> [Data entries]
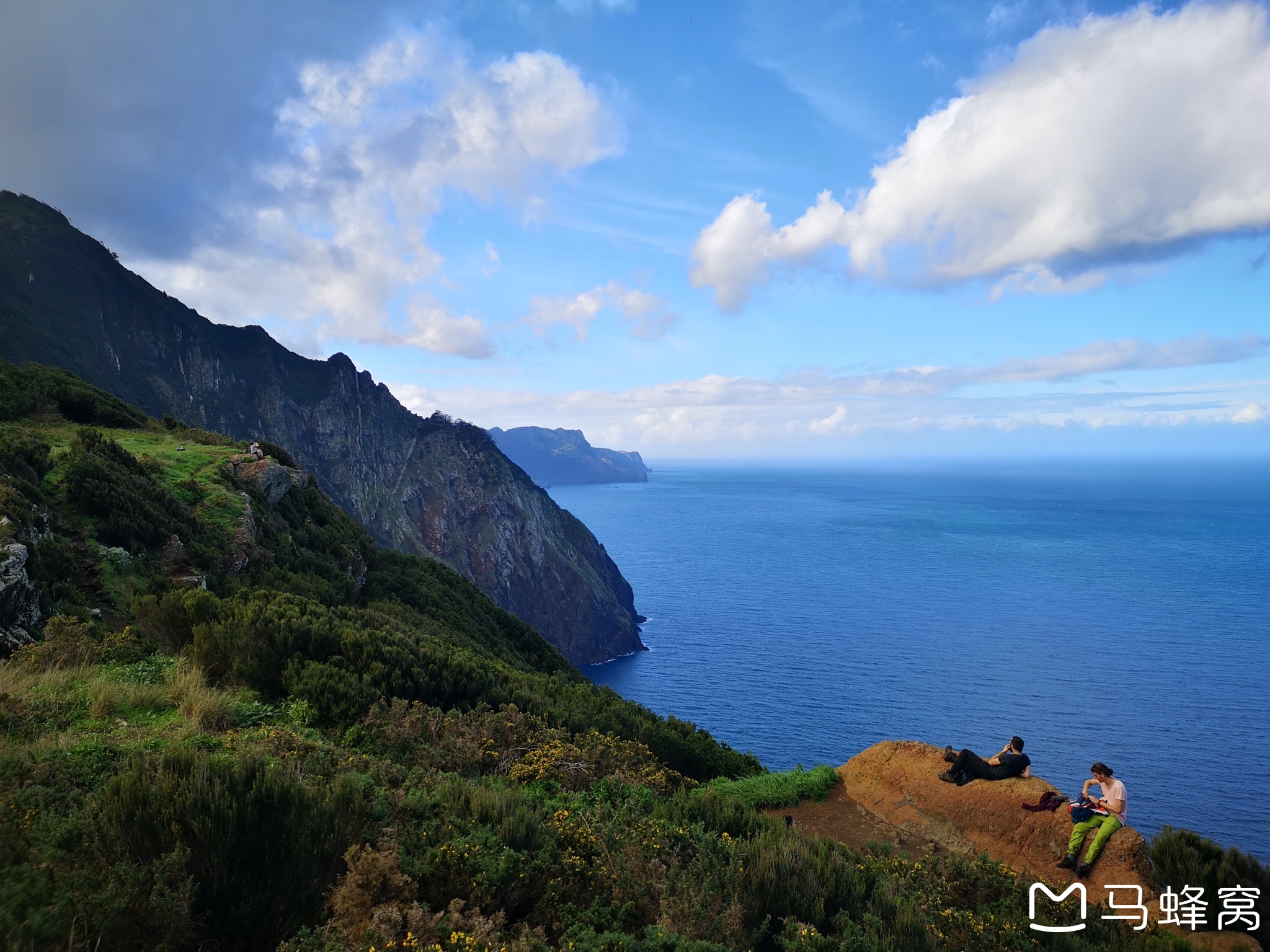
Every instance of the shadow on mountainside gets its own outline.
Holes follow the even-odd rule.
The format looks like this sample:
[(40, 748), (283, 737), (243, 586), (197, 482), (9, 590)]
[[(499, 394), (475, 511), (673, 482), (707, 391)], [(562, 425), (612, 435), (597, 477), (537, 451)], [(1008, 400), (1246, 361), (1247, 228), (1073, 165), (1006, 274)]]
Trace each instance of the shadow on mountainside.
[[(958, 787), (939, 778), (946, 767), (942, 749), (932, 744), (884, 740), (837, 769), (842, 783), (823, 802), (804, 801), (768, 812), (792, 816), (805, 833), (855, 848), (889, 848), (914, 861), (932, 853), (987, 853), (1029, 878), (1062, 889), (1076, 881), (1072, 871), (1054, 866), (1067, 853), (1072, 833), (1067, 805), (1054, 812), (1022, 809), (1024, 803), (1036, 803), (1043, 793), (1057, 791), (1054, 784), (1033, 776)], [(1151, 872), (1147, 842), (1132, 826), (1113, 834), (1085, 882), (1091, 902), (1104, 899), (1104, 883), (1142, 886), (1154, 922), (1160, 883)], [(1166, 885), (1179, 891), (1184, 883)], [(1193, 947), (1212, 952), (1261, 948), (1247, 933), (1181, 934)]]

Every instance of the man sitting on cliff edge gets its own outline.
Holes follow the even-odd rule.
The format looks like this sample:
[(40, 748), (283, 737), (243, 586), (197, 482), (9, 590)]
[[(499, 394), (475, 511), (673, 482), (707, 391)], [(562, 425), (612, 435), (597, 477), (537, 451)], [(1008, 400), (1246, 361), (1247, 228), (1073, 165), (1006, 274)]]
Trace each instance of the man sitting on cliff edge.
[(968, 783), (978, 777), (984, 781), (1003, 781), (1010, 777), (1031, 777), (1031, 759), (1024, 753), (1024, 739), (1011, 737), (1001, 750), (984, 760), (966, 748), (960, 754), (951, 746), (944, 748), (944, 759), (952, 764), (940, 774), (949, 783)]
[[(1088, 820), (1082, 820), (1072, 828), (1072, 839), (1067, 843), (1067, 856), (1058, 863), (1059, 869), (1074, 867), (1076, 877), (1081, 880), (1088, 876), (1090, 867), (1099, 858), (1099, 853), (1102, 852), (1102, 847), (1111, 838), (1111, 834), (1124, 826), (1124, 816), (1129, 807), (1129, 795), (1125, 793), (1124, 784), (1111, 777), (1110, 767), (1097, 760), (1090, 768), (1090, 773), (1093, 776), (1085, 781), (1085, 786), (1081, 787), (1081, 800), (1088, 800), (1090, 787), (1096, 783), (1102, 791), (1102, 796), (1093, 803), (1107, 812), (1106, 815), (1093, 814)], [(1097, 834), (1090, 843), (1090, 848), (1085, 850), (1085, 859), (1081, 861), (1080, 866), (1076, 866), (1076, 850), (1081, 848), (1085, 834), (1093, 829), (1097, 830)]]

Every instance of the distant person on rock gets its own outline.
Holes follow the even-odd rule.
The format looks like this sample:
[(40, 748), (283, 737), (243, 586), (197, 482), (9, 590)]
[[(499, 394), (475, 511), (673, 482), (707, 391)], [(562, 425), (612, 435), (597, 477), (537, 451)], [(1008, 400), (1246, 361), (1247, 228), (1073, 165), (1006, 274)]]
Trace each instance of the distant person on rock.
[[(1124, 826), (1124, 815), (1129, 807), (1129, 795), (1125, 793), (1124, 784), (1111, 776), (1110, 767), (1099, 760), (1090, 768), (1090, 773), (1093, 776), (1085, 781), (1085, 786), (1081, 787), (1081, 800), (1090, 798), (1090, 787), (1096, 783), (1102, 791), (1102, 796), (1090, 802), (1096, 809), (1106, 810), (1106, 814), (1093, 814), (1088, 820), (1082, 820), (1072, 826), (1072, 838), (1067, 842), (1067, 856), (1058, 863), (1058, 868), (1074, 868), (1077, 878), (1088, 876), (1090, 867), (1099, 858), (1099, 853), (1102, 852), (1102, 847), (1106, 845), (1111, 834)], [(1097, 834), (1090, 843), (1090, 848), (1085, 850), (1085, 859), (1077, 866), (1076, 850), (1085, 842), (1085, 834), (1093, 829), (1097, 830)]]
[(951, 746), (944, 748), (944, 759), (952, 764), (940, 774), (949, 783), (969, 783), (982, 781), (1005, 781), (1010, 777), (1031, 777), (1031, 759), (1024, 753), (1024, 739), (1011, 737), (1001, 750), (984, 760), (966, 748), (956, 753)]

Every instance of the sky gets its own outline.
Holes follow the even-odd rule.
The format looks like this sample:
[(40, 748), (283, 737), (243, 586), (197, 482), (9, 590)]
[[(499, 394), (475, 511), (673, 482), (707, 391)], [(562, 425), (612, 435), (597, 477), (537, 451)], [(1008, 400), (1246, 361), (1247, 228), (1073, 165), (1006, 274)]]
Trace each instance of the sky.
[(1270, 452), (1257, 3), (0, 5), (0, 188), (650, 458)]

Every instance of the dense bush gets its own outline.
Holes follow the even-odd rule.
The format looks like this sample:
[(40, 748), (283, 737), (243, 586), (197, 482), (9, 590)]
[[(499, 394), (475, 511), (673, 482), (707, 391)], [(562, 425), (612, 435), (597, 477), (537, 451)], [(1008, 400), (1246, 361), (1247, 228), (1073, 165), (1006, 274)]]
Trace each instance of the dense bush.
[(145, 426), (146, 415), (70, 371), (37, 363), (15, 366), (0, 359), (0, 420), (18, 420), (41, 410), (60, 413), (72, 423), (130, 429)]
[[(1217, 928), (1217, 914), (1222, 909), (1219, 889), (1251, 886), (1261, 890), (1262, 901), (1270, 899), (1270, 868), (1234, 847), (1223, 848), (1191, 830), (1161, 826), (1147, 843), (1147, 858), (1161, 889), (1168, 886), (1173, 892), (1181, 892), (1184, 886), (1204, 889), (1209, 929)], [(1264, 908), (1259, 904), (1259, 909)], [(1252, 934), (1265, 946), (1270, 939), (1270, 920), (1264, 918), (1261, 928)]]
[(718, 779), (710, 786), (725, 796), (737, 797), (753, 807), (794, 806), (804, 800), (824, 800), (838, 782), (832, 767), (820, 764), (810, 770), (762, 773), (737, 781)]
[(178, 748), (130, 763), (100, 810), (131, 859), (187, 873), (197, 933), (222, 948), (272, 949), (320, 908), (362, 805), (351, 777), (314, 790), (254, 753)]
[[(0, 367), (0, 413), (110, 411), (41, 372)], [(91, 400), (57, 402), (50, 380)], [(756, 806), (823, 796), (831, 770), (765, 774), (594, 687), (456, 572), (377, 551), (316, 487), (271, 506), (227, 485), (216, 440), (178, 479), (91, 429), (51, 458), (39, 425), (0, 443), (6, 529), (42, 584), (79, 579), (110, 612), (75, 605), (0, 664), (6, 948), (1180, 949), (1096, 916), (1081, 939), (1035, 938), (997, 863), (786, 830)], [(152, 433), (202, 439), (168, 425)], [(227, 528), (239, 491), (250, 541)], [(173, 533), (240, 571), (173, 589), (155, 557)], [(1210, 869), (1203, 842), (1170, 843), (1160, 868)], [(1214, 882), (1223, 863), (1257, 871), (1241, 857)]]
[(98, 520), (98, 537), (130, 551), (157, 548), (178, 536), (190, 546), (206, 531), (161, 481), (99, 430), (81, 429), (71, 443), (66, 495)]

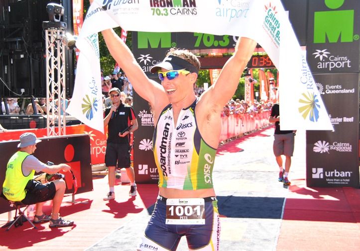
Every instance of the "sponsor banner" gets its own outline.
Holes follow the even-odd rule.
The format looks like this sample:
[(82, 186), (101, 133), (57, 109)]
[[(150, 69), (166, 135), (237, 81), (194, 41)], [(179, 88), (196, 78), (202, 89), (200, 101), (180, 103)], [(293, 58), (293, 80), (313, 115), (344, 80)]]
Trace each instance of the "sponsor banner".
[[(147, 21), (144, 22), (142, 20)], [(249, 25), (249, 23), (251, 25)], [(332, 129), (321, 98), (318, 97), (316, 100), (317, 103), (315, 111), (310, 105), (310, 103), (315, 101), (312, 97), (318, 96), (316, 88), (309, 87), (301, 83), (300, 78), (297, 78), (297, 76), (303, 73), (302, 71), (304, 68), (307, 69), (308, 67), (306, 60), (304, 62), (300, 52), (301, 48), (289, 22), (288, 15), (279, 0), (249, 0), (246, 2), (225, 0), (151, 0), (147, 1), (95, 0), (88, 11), (77, 42), (77, 46), (80, 48), (81, 53), (86, 55), (83, 61), (81, 61), (81, 57), (79, 57), (78, 72), (82, 71), (81, 69), (87, 69), (85, 70), (86, 73), (82, 75), (79, 73), (77, 75), (74, 96), (78, 101), (72, 100), (68, 109), (69, 112), (73, 111), (74, 114), (70, 112), (72, 115), (84, 123), (91, 125), (90, 126), (94, 127), (97, 130), (101, 131), (103, 130), (100, 122), (97, 124), (91, 121), (93, 119), (94, 120), (100, 119), (96, 117), (101, 117), (94, 115), (101, 113), (99, 109), (96, 110), (95, 108), (97, 104), (95, 102), (98, 99), (95, 98), (95, 95), (92, 95), (88, 97), (86, 103), (81, 101), (84, 101), (84, 93), (89, 93), (89, 90), (86, 90), (86, 88), (83, 88), (82, 85), (86, 86), (86, 83), (89, 83), (91, 80), (94, 80), (98, 89), (100, 89), (101, 85), (100, 74), (99, 76), (96, 76), (100, 72), (100, 65), (94, 63), (99, 61), (98, 46), (90, 43), (89, 38), (94, 33), (119, 26), (125, 30), (154, 32), (158, 32), (158, 27), (161, 27), (162, 31), (167, 32), (202, 32), (202, 36), (199, 35), (195, 37), (199, 44), (202, 42), (204, 44), (209, 42), (209, 45), (210, 43), (219, 45), (225, 43), (224, 41), (227, 43), (227, 39), (229, 38), (224, 37), (224, 35), (230, 36), (230, 37), (241, 36), (251, 38), (256, 41), (266, 51), (283, 75), (281, 79), (284, 80), (284, 83), (288, 83), (286, 85), (291, 89), (285, 90), (283, 92), (292, 93), (289, 102), (287, 102), (288, 105), (280, 107), (282, 109), (281, 107), (286, 106), (290, 110), (289, 113), (287, 112), (289, 111), (280, 110), (280, 113), (291, 114), (291, 116), (286, 117), (282, 120), (284, 127), (308, 130)], [(281, 33), (286, 35), (281, 37), (280, 43)], [(205, 34), (223, 36), (222, 40), (217, 38), (218, 40), (215, 40), (214, 37), (213, 41), (212, 36), (204, 36)], [(172, 41), (168, 39), (168, 36), (166, 37), (167, 40), (165, 38), (163, 40), (162, 39), (158, 40), (158, 44), (165, 42), (171, 44)], [(90, 41), (93, 40), (94, 39), (90, 39)], [(137, 41), (148, 45), (148, 41), (140, 38), (138, 38)], [(231, 42), (230, 40), (229, 43)], [(93, 52), (89, 51), (93, 51)], [(289, 51), (292, 53), (289, 53)], [(141, 59), (136, 58), (138, 62), (141, 60), (144, 62), (146, 60), (149, 62), (147, 67), (151, 67), (149, 62), (145, 59), (148, 55), (145, 54), (143, 55)], [(149, 59), (153, 62), (153, 60), (161, 60), (162, 58)], [(81, 64), (86, 65), (80, 67)], [(89, 71), (89, 67), (91, 67), (92, 71)], [(296, 77), (295, 78), (294, 75)], [(311, 75), (310, 71), (307, 75)], [(80, 87), (77, 87), (77, 85), (80, 85)], [(82, 94), (79, 95), (78, 90), (87, 91), (84, 93), (80, 92)], [(294, 91), (294, 90), (296, 91)], [(307, 95), (305, 102), (309, 103), (304, 108), (305, 115), (297, 111), (299, 103), (302, 102), (300, 99), (304, 93)], [(71, 107), (72, 104), (73, 104), (73, 107)], [(80, 108), (81, 105), (85, 106), (82, 110)], [(309, 112), (315, 113), (316, 116), (306, 116)], [(102, 112), (101, 113), (102, 116)], [(91, 116), (91, 114), (94, 116)], [(286, 120), (287, 123), (283, 122)]]
[[(41, 142), (36, 145), (36, 151), (33, 154), (40, 161), (51, 161), (55, 164), (66, 163), (77, 179), (78, 189), (77, 194), (93, 190), (93, 177), (90, 163), (90, 139), (88, 135), (67, 135), (55, 137), (41, 138)], [(2, 184), (7, 162), (17, 151), (17, 146), (20, 141), (14, 140), (0, 142), (0, 183)], [(56, 150), (56, 151), (55, 151)], [(66, 190), (65, 193), (73, 192), (72, 176), (70, 172), (65, 174)], [(2, 189), (0, 188), (0, 189)], [(77, 196), (77, 195), (75, 195)], [(5, 200), (0, 200), (0, 213), (10, 209)]]
[(315, 74), (314, 78), (334, 130), (337, 133), (347, 134), (357, 131), (359, 74)]
[[(73, 0), (73, 23), (74, 24), (74, 35), (79, 36), (84, 22), (84, 0)], [(75, 49), (76, 60), (79, 59), (80, 51)]]
[(359, 72), (359, 0), (309, 1), (307, 60), (313, 73)]
[(136, 182), (157, 183), (159, 173), (152, 152), (154, 118), (148, 102), (134, 91), (134, 110), (138, 129), (134, 132), (133, 167)]
[[(82, 134), (89, 135), (90, 137), (91, 164), (92, 165), (102, 164), (105, 163), (107, 128), (107, 127), (105, 128), (105, 132), (103, 134), (99, 131), (94, 130), (87, 125), (75, 125), (67, 126), (66, 133), (68, 135)], [(34, 133), (38, 138), (43, 138), (47, 136), (46, 128), (14, 130), (1, 133), (1, 141), (17, 140), (19, 139), (20, 135), (26, 132)]]
[(307, 184), (359, 187), (359, 74), (314, 75), (333, 132), (306, 133)]

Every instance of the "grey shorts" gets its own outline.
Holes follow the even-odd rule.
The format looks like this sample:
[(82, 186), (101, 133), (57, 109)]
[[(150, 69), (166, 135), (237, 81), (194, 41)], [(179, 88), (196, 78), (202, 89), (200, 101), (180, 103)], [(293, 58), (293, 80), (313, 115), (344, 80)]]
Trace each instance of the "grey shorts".
[(293, 133), (286, 134), (274, 134), (272, 149), (275, 156), (292, 156), (294, 153), (295, 136)]

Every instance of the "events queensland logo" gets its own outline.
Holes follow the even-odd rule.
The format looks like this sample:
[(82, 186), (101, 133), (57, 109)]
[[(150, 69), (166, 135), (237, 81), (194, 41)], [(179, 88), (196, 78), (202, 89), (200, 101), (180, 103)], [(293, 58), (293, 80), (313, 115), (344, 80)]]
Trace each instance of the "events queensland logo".
[(302, 106), (299, 107), (299, 112), (301, 113), (304, 119), (309, 119), (312, 122), (316, 122), (319, 119), (319, 110), (320, 105), (317, 95), (313, 92), (302, 93), (303, 98), (299, 100)]
[(280, 21), (277, 15), (276, 6), (269, 2), (265, 5), (266, 15), (262, 27), (268, 33), (273, 42), (280, 45)]
[(153, 16), (196, 16), (196, 0), (149, 0)]
[(316, 49), (313, 53), (314, 58), (319, 61), (316, 64), (316, 68), (319, 70), (326, 70), (329, 72), (337, 69), (351, 68), (351, 61), (347, 56), (333, 55), (327, 49)]

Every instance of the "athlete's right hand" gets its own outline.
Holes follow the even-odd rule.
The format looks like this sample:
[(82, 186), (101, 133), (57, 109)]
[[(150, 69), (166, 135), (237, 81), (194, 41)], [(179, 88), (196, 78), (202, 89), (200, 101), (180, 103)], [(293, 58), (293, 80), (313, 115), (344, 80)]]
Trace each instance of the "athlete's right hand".
[(60, 164), (59, 166), (60, 166), (61, 169), (64, 171), (68, 171), (70, 169), (71, 169), (70, 166), (67, 164)]

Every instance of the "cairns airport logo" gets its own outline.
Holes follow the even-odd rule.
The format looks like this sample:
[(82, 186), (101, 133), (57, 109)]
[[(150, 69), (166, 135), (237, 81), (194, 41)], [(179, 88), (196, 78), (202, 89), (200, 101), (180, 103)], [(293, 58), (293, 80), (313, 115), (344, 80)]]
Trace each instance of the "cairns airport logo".
[[(338, 171), (336, 169), (333, 171), (324, 171), (323, 168), (312, 168), (312, 177), (313, 178), (324, 178), (324, 177), (351, 177), (353, 173), (349, 171)], [(325, 176), (325, 177), (324, 177)]]
[(315, 153), (324, 154), (329, 152), (330, 150), (334, 150), (341, 152), (351, 152), (353, 151), (352, 146), (350, 143), (343, 143), (342, 142), (335, 142), (332, 145), (325, 140), (319, 140), (314, 144), (313, 151)]
[(249, 2), (243, 0), (217, 0), (219, 7), (215, 9), (218, 17), (227, 19), (230, 22), (233, 19), (247, 17)]
[(332, 55), (327, 49), (315, 50), (313, 53), (314, 58), (318, 58), (320, 62), (316, 64), (318, 69), (327, 70), (329, 72), (337, 69), (351, 68), (351, 61), (346, 56)]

> [Set problem] Can you rewrite the lines of the entries starting with the line containing "Every instance of the distant" and going on through the line containing "Trace each instance of the distant", swapping "outline" for "polygon" and leaving everything else unchanged?

> [Written solution]
Every instance of the distant person on rock gets its own polygon.
Holes follow the even-odd rule.
The format looks like this sample:
[(40, 748), (283, 737), (243, 586), (197, 482), (9, 590)]
[[(499, 394), (475, 511), (673, 482), (707, 391)], [(562, 425), (612, 435), (597, 477), (537, 451)], [(1008, 400), (1246, 361), (1247, 228), (1073, 165), (1006, 274)]]
Trace each instance of the distant person on rock.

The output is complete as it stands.